Open bahrus opened 1 year ago

bahrus commented 1 year ago

This seems like a great idea. The only concern I have is if there are any security implications? It doesn't seem out of line with other attributes (like specifying the target for a form), but I wonder if this should be an attribute that is stripped from HTML Sanitizing algorithms by default? Or maybe not?

lukewarlow commented 1 year ago

I can't think of how this is introducing any new attack vectors* off the top of my head?

Having said that it's definitely something that'd be good to get more thoughts on.

* Aside from the full screen action which would be a new capability when JS is disabled. That one potentially needs some thought put into it.

lukewarlow commented 1 year ago

https://demo.lukewarlow.dev/fullscreen/ - These two iframes demonstrate a potential new security risk of the fullscreen actions within a sandboxed iframe.

Currently fullscreen API requires javascript so a sandbox without "allow-scripts" won't be able to do go fullscreen. Where as with invoketargets they don't need this.

There's various potential mitigations for this if we want to, ranging from requiring scripts when it's in a sandboxed frame, to blocking these actions within an iframe entirely.

cc @keithamus

lukewarlow commented 1 year ago

"Would these attributes be subject to CSP, sandboxing or specific HTML sanitizer behaviour at all?" - a question raised in the Mozilla I2P.

^^^^^^^^

**Short task a:**
Answer these questions about the issue thread.
(i) What kind of algorithms does bahrus suggest might strip the attribute by default?
(ii) What does the fullscreen API currently require?
(iii) Where was the question about CSP, sandboxing, and sanitizer behavior raised?

Stored dataset items:
^^^^^^^^

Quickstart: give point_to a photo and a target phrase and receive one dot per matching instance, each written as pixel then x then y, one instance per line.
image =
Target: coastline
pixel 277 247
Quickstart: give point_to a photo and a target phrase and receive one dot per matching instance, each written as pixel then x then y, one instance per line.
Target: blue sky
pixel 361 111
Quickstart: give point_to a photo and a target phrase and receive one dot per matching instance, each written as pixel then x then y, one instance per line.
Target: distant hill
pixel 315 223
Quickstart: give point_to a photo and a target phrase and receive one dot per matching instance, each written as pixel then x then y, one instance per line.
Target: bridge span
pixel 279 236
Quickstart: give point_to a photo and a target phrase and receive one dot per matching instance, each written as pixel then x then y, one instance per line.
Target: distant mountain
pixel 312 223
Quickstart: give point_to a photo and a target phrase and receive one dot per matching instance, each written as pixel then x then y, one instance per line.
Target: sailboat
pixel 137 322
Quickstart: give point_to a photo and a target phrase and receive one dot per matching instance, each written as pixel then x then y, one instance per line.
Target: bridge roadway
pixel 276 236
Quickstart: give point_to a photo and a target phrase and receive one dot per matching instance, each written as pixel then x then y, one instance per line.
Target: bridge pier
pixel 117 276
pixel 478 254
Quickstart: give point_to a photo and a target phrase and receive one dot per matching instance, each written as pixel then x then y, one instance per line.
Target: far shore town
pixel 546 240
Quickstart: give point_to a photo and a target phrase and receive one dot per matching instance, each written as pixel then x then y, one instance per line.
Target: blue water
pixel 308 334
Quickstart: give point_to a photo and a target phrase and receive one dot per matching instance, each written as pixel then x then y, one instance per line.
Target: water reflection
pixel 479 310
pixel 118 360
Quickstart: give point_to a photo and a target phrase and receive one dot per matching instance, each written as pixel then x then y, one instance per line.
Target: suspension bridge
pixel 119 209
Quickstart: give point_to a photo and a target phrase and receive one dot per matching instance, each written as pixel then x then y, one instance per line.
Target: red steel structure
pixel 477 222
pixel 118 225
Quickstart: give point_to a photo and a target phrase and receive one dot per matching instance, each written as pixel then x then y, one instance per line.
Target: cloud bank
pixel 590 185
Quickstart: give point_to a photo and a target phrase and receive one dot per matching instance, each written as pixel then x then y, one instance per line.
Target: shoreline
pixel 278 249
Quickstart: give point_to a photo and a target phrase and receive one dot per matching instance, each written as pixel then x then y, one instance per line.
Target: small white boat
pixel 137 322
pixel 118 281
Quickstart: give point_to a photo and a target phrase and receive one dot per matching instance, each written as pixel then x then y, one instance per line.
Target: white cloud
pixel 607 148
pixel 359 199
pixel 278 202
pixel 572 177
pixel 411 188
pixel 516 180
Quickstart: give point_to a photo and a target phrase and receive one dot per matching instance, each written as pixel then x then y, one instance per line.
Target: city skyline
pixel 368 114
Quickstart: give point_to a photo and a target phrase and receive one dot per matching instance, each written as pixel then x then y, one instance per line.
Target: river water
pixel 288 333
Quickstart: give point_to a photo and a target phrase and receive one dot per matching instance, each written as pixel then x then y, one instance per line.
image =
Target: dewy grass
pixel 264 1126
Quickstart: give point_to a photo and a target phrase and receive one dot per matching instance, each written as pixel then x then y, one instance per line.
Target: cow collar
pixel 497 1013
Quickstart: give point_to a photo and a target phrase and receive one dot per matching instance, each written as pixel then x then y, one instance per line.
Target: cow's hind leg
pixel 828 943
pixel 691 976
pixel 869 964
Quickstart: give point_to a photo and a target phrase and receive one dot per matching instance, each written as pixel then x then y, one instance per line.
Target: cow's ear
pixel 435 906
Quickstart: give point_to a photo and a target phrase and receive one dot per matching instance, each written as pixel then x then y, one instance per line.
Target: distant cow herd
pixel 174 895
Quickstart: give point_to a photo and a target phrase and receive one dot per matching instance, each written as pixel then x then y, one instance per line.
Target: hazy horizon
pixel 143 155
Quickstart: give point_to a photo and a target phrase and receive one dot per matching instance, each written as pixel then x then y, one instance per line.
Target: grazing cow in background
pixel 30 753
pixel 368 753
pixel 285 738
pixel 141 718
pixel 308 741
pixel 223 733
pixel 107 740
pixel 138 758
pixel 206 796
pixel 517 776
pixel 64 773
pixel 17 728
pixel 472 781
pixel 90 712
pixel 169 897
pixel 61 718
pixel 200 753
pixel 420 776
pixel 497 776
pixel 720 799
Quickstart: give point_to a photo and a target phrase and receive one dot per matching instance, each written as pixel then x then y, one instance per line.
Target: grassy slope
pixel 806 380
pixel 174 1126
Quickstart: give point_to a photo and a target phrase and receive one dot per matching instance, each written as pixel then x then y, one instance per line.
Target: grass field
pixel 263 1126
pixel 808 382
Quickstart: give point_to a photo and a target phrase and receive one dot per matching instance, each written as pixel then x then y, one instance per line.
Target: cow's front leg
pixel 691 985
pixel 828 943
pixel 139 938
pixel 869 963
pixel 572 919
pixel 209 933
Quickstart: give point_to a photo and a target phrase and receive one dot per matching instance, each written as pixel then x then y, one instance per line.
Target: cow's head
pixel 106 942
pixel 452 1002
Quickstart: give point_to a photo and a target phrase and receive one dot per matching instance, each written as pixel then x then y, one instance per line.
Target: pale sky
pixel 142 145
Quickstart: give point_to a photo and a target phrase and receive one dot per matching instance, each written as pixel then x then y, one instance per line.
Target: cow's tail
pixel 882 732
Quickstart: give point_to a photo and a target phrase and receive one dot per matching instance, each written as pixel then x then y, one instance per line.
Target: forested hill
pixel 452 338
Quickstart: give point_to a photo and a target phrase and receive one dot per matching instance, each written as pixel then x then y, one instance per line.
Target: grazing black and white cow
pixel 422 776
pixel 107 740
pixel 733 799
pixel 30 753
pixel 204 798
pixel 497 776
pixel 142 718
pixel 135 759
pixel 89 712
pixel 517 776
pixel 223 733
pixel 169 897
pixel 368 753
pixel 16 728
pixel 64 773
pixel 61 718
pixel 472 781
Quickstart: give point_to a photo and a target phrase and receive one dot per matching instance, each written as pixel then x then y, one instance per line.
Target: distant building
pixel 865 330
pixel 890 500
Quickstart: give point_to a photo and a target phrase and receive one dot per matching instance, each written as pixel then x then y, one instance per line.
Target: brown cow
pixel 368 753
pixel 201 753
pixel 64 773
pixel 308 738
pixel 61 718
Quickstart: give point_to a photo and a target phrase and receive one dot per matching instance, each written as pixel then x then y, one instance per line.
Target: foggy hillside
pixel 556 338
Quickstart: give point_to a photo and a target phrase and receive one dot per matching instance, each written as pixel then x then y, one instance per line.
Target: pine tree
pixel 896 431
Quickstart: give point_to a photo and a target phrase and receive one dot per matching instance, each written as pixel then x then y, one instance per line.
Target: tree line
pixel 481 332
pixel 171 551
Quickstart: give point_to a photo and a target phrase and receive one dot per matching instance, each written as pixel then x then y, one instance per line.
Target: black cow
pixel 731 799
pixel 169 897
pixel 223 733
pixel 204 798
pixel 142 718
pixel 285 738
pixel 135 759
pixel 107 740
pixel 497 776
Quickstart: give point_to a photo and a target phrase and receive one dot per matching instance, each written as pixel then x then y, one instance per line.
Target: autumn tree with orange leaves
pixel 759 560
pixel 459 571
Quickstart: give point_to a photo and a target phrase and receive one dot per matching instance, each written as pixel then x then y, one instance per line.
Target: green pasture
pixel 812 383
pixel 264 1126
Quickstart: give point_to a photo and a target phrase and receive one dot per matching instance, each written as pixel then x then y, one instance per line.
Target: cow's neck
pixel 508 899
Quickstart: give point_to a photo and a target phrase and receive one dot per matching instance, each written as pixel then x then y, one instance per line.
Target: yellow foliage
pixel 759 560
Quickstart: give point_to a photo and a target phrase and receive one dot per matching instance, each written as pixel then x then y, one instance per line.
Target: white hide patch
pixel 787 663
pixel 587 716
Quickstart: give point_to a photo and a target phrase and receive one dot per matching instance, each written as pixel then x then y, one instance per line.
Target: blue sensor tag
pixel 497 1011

^^^^^^^^

**Short task b:**
Render the stored dataset rows as a Markdown table with the columns Number and Record line, starting with the first line of the rows and going on through the line with "pixel 478 254". Leave out any blank lines.

**Correct answer a:**
(i) HTML Sanitizing algorithms
(ii) JavaScript
(iii) In the Mozilla I2P

**Correct answer b:**
| Number | Record line |
|---|---|
| 1 | Quickstart: give point_to a photo and a target phrase and receive one dot per matching instance, each written as pixel then x then y, one instance per line. |
| 2 | image = |
| 3 | Target: coastline |
| 4 | pixel 277 247 |
| 5 | Quickstart: give point_to a photo and a target phrase and receive one dot per matching instance, each written as pixel then x then y, one instance per line. |
| 6 | Target: blue sky |
| 7 | pixel 361 111 |
| 8 | Quickstart: give point_to a photo and a target phrase and receive one dot per matching instance, each written as pixel then x then y, one instance per line. |
| 9 | Target: distant hill |
| 10 | pixel 315 223 |
| 11 | Quickstart: give point_to a photo and a target phrase and receive one dot per matching instance, each written as pixel then x then y, one instance per line. |
| 12 | Target: bridge span |
| 13 | pixel 279 236 |
| 14 | Quickstart: give point_to a photo and a target phrase and receive one dot per matching instance, each written as pixel then x then y, one instance per line. |
| 15 | Target: distant mountain |
| 16 | pixel 312 223 |
| 17 | Quickstart: give point_to a photo and a target phrase and receive one dot per matching instance, each written as pixel then x then y, one instance per line. |
| 18 | Target: sailboat |
| 19 | pixel 137 322 |
| 20 | Quickstart: give point_to a photo and a target phrase and receive one dot per matching instance, each written as pixel then x then y, one instance per line. |
| 21 | Target: bridge roadway |
| 22 | pixel 276 236 |
| 23 | Quickstart: give point_to a photo and a target phrase and receive one dot per matching instance, each written as pixel then x then y, one instance per line. |
| 24 | Target: bridge pier |
| 25 | pixel 117 276 |
| 26 | pixel 478 254 |